Segment Start: EXERCISE PASSAGE

Rumours suggest that there may be another $110 million on the table for Surrey, on top of the $150 million that has already been offered. This is despite Premier David Eby very clearly saying last October: “There is no more money.” For emphasis, he repeated that answer twice more, in a news conference.

An extra $110 million would certainly ease the pressure on property taxpayers, although Surrey taxpayers would still pay more for police on an ongoing basis than they would if the RCMP stayed as the police force.

Eby is now being coy. Last week, he seemed upset that there has even been a revelation that negotiations are underway. It likely gets in the way of his carefully stage-managed appearances and promises of better things to come, as the provincial election approaches this fall.

Surrey residents are waiting for something concrete. They have received a lot of vague promises in recent weeks and months from the province – over schools, hospitals, housing and many other badly-needed services.

Segment End: EXERCISE PASSAGE
Segment Start: GIVEN INFORMATION

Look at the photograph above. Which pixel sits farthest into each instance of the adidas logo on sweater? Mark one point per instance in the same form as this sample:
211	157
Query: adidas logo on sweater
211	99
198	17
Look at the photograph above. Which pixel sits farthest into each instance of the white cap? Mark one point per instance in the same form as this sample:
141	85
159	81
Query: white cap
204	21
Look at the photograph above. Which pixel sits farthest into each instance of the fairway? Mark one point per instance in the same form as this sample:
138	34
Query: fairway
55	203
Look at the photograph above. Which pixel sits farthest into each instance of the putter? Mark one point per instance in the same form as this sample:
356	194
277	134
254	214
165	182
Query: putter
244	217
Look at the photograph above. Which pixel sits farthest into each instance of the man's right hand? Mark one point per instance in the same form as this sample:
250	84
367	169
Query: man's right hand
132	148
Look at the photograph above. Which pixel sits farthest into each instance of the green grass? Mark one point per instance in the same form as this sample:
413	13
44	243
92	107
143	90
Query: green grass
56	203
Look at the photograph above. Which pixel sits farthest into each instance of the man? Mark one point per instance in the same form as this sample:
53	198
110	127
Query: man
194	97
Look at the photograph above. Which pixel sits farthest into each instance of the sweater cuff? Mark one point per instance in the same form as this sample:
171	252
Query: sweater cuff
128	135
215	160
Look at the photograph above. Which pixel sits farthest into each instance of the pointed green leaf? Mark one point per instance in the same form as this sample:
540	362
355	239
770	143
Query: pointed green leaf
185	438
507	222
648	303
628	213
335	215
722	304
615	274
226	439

Segment End: GIVEN INFORMATION

§ QUESTIONS ON THE MATERIAL:
1) Summarize the commentary on Surrey police funding in two sentences.
2) Pick up the commentary on Surrey police funding after its last sentence and write the next paragraph.

§ RESPONSES PER TASK:
1) Rumours suggest the province may offer Surrey another $110 million on top of the $150 million already offered, even though Premier David Eby said last October that there was no more money. The extra money would ease pressure on property taxpayers, but they would still pay more for police than if the RCMP stayed, and Surrey residents are waiting for something concrete after many vague promises from the province.

2)
Most of these promises have yet to materialize, and if the Cloverdale hospital project is any indication, they will be exceedingly slow to do so. Surrey will continue to get the short end of the stick, despite continued growth. It will soon become B.C.’s largest city.

The latest negotiations are apparently directly related to the upcoming election. Surrey residents will elect 10 MLAs in the October election.

While the NDP are likely to win the majority of those seats, the ongoing police challenges aren’t doing them any good. Nor are the prospects of higher property taxes in Surrey, for the foreseeable future.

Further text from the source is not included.